• SELECTED EXCERPT:

Parasia, formerly known as Dongar Parasia, is a tehsil and a municipality in Chhindwara district in the state of Madhya Pradesh, India.

==Demographics==

As of the 2011 Census of India, Dongar Parasia (Parasia), the biggest division and tehsil of Chhindwara district in Madhya Pradesh, had a population of 193,000. Males constitute 51% of the population and females 49%. Dongar Parasia has an average literacy rate of 75%, higher than the national average of 74% in 2011: male literacy is 81% and female literacy is 70%. In Dongar Parasia, 12% of the population is under 6 years of age.

==Education==

Parasia has primary and secondary schools and colleges. There is also a library named EKLAVYA which contains about 20,000 books.

==Places to visit==
There are many tourist attractions close to Parasia, where people visiting the town can go revel in the nature. The important spots are Kosmi (Shri Hanuman Mandir), Tamia - a point from where you can view over 100 km^{2} of forest with naked eyes, Devrani Dai - a drive through pristine forest and fields.

• RECORD EXTRACTS:
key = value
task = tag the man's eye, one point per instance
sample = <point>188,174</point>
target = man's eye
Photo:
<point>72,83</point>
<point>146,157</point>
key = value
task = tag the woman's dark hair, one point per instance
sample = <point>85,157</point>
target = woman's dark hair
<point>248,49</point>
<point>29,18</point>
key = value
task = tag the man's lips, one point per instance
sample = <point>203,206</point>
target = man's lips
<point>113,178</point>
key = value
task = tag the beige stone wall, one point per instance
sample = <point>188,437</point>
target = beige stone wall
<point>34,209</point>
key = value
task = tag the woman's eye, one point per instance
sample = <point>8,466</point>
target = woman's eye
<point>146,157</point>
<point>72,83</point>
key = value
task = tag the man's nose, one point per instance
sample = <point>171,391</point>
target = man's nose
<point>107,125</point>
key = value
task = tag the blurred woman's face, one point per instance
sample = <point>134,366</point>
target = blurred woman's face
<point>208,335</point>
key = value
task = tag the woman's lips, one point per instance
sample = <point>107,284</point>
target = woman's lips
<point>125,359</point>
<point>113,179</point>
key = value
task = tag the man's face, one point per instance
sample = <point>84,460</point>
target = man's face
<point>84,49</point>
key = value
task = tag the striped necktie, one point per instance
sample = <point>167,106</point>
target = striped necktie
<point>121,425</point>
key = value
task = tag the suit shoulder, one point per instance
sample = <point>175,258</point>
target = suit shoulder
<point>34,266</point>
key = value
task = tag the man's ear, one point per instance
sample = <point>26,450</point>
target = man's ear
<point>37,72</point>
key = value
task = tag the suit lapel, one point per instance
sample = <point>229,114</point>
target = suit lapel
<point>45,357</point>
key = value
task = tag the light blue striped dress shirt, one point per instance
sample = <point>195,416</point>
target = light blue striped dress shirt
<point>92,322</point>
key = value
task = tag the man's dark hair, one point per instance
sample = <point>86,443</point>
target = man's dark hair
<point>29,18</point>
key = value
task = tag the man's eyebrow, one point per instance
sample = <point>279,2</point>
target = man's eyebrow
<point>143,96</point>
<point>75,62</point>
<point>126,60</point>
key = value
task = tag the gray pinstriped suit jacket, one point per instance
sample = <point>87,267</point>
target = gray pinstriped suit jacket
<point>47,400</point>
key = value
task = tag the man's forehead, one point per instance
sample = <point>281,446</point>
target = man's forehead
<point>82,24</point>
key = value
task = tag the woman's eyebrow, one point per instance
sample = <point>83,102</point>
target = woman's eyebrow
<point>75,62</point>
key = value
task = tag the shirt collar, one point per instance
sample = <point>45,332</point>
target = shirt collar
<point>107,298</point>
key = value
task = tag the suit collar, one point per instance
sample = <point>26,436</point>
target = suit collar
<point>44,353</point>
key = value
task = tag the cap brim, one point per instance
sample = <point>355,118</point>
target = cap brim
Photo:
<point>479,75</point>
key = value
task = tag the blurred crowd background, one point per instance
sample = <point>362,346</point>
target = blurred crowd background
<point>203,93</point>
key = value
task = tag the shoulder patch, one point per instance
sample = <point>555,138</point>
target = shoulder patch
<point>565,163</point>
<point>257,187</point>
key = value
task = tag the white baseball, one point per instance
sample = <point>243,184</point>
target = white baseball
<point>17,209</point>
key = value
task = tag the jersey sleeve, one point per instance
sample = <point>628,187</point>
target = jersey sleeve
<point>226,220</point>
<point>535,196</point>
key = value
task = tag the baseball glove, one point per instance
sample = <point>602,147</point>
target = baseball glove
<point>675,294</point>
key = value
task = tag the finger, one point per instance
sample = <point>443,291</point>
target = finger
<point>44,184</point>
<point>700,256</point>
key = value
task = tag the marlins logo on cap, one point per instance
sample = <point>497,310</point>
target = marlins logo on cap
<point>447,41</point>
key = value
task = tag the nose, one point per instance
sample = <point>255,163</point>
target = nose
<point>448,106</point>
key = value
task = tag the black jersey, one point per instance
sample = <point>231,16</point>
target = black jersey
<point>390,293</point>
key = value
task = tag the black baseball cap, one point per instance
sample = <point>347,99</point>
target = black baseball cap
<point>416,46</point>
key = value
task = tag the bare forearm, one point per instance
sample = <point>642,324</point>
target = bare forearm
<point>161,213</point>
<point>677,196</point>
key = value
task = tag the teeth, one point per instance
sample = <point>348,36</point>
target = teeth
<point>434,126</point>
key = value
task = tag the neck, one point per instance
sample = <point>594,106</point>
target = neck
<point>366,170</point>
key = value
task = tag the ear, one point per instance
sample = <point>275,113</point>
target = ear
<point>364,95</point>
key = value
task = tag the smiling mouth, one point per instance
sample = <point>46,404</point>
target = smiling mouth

• BRIEF 1:
In the article on Parasia, how many books does the EKLAVYA library contain?
• BRIEF 2:
Extend the article on Parasia with new text that begins after its final sentence.

• EXERCISE RESULT 1:
About 20,000 books.

• EXERCISE RESULT 2:
==Coal mining==
Parasia is known as the "Coal Mines Belt". There were 24 mines in this area, of which 20 are still working. The principal ones are Eklahara Mines, Burkuhi Mines, Chandametta Mines, Newton Mines, Donger Chikhali Mines, Mahadev Puri Mines. Ravanwara Mines, Ravanwara Khash, Vishnu Puri No. 11, Vishnu Puri No. 12, Chhinda Mines, Setiya Mines, Shivpuri Mines, Shivpuri Mines, Jhhury Mines, Mathani Mines, Thisgora Mines, Nahariya Mines, Pench Mines, and Urdhan Project.

Parasia has the head office of Pench Area, Western Coalfields Limited (WCL) — one of the eight subsidiary companies of Coal India Limited (CIL) which is under the administrative control of the Ministry of Coal. The company incorporated under the Companies Act, 1956.

==Transport==
The nearest airport is Nagpur.

It has also a railway station on Amla Chhindwara link line, Patalkot Express and Penchvely Express halt in Parasia.

It's connected Chhindwara with roadways. Pipariya, Sarni, Junnardeo and Betul also connected with Road and Bus Services.